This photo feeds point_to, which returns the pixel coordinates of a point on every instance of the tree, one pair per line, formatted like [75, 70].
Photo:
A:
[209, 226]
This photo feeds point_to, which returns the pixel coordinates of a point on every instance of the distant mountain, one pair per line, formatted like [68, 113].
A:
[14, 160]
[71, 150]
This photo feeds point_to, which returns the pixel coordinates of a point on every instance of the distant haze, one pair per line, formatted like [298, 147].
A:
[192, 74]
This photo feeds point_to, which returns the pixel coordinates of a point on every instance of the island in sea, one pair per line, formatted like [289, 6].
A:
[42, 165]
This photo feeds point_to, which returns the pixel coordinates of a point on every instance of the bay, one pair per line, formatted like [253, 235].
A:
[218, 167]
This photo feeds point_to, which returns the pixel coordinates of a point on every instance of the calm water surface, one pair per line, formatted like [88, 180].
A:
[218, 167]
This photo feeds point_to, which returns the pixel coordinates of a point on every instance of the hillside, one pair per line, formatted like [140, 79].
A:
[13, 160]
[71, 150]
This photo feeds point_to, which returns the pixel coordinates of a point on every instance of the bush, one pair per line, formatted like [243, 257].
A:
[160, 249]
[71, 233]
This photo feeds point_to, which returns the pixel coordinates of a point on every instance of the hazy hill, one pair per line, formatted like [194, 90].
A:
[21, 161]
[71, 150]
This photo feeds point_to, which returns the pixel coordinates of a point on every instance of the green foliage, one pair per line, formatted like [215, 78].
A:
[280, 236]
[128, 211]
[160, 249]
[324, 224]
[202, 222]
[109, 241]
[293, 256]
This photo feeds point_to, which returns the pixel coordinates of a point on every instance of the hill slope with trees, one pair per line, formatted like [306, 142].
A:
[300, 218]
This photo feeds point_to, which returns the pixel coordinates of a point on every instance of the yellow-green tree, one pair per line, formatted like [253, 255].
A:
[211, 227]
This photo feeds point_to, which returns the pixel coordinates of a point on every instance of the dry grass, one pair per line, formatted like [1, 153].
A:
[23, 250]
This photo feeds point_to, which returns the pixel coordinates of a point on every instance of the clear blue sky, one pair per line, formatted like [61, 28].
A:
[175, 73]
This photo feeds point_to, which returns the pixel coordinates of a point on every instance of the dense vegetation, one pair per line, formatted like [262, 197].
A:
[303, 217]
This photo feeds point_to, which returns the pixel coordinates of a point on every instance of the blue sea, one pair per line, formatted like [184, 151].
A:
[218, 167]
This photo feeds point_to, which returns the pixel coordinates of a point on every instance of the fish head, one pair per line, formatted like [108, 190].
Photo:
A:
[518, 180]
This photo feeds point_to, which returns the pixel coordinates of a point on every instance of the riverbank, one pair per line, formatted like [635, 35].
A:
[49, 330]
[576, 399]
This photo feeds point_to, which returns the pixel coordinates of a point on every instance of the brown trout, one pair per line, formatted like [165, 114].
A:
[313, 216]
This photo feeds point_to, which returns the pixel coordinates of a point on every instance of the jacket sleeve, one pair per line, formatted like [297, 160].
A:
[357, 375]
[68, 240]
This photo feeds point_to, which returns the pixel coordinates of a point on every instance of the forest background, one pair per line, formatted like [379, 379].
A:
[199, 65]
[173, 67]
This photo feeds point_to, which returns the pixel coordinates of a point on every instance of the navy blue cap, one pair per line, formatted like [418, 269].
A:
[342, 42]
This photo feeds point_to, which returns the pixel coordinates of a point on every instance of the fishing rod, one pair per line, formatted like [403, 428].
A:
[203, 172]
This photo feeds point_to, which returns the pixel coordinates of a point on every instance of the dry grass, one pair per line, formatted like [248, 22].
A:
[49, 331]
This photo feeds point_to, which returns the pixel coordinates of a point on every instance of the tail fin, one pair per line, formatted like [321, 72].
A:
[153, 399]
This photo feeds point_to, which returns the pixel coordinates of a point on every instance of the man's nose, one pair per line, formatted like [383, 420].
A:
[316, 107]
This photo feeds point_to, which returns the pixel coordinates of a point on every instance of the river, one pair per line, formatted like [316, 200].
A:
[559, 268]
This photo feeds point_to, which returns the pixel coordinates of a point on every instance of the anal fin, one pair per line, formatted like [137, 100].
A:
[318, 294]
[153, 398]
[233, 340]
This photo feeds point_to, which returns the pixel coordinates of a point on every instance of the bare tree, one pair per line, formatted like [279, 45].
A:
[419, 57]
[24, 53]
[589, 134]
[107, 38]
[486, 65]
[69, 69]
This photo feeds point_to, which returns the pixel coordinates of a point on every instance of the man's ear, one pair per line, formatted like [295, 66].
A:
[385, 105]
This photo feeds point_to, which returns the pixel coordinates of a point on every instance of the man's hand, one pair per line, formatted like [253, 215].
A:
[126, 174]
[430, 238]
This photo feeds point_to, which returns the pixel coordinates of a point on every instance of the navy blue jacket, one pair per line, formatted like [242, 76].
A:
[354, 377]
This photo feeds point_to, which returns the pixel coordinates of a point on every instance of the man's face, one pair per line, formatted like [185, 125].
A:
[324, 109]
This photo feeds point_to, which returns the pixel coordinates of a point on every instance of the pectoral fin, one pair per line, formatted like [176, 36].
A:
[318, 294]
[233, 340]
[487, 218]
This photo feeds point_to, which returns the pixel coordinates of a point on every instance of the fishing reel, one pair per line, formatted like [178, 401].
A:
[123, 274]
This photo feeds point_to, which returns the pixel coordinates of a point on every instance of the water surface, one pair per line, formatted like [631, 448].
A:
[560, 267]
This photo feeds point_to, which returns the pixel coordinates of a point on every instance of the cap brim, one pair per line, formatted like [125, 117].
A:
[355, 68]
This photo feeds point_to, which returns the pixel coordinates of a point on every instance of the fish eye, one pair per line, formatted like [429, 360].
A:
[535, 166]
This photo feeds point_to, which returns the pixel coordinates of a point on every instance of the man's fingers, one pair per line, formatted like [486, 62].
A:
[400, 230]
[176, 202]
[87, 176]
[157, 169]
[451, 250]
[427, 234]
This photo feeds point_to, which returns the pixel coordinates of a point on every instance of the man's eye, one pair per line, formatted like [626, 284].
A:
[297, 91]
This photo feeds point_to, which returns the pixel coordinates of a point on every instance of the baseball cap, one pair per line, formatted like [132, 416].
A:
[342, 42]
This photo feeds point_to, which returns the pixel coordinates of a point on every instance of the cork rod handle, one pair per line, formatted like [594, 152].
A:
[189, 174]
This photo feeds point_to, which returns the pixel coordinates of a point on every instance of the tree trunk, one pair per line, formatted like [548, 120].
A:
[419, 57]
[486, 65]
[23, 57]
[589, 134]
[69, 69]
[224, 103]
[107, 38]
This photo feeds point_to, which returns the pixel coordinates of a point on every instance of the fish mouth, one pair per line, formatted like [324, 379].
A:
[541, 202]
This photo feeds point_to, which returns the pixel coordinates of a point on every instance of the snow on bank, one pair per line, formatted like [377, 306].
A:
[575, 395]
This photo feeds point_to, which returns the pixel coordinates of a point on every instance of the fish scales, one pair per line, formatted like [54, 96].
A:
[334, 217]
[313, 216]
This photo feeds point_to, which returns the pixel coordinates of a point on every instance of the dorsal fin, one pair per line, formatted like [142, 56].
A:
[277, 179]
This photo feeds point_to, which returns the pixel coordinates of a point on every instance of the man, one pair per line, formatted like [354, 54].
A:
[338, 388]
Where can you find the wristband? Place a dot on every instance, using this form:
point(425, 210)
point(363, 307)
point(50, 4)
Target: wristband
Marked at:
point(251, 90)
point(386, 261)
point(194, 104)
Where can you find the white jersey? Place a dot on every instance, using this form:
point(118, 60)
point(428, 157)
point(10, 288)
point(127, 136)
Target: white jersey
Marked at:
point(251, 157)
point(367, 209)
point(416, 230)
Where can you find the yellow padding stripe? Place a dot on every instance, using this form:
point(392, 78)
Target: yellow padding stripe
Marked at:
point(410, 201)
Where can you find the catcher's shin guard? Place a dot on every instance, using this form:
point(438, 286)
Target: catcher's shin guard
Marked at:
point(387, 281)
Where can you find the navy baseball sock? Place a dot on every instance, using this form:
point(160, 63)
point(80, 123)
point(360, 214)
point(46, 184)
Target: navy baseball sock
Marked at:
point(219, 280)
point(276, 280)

---*---

▶ [ASSIGNED TASK]:
Retype the portion of the data above that starts on the line with "like [176, 36]." and finishes on the line with "like [178, 401].", including both of those lines.

▶ [RESPONSE TO THE TASK]:
This photo feeds point_to, which returns the pixel coordinates of a point on every instance of the pectoral fin, one pair per line, formatted like [176, 36].
A:
[318, 294]
[233, 340]
[487, 218]
This photo feeds point_to, which returns the pixel coordinates of a point on every instance of the fishing reel, one pair per line, formatted like [178, 401].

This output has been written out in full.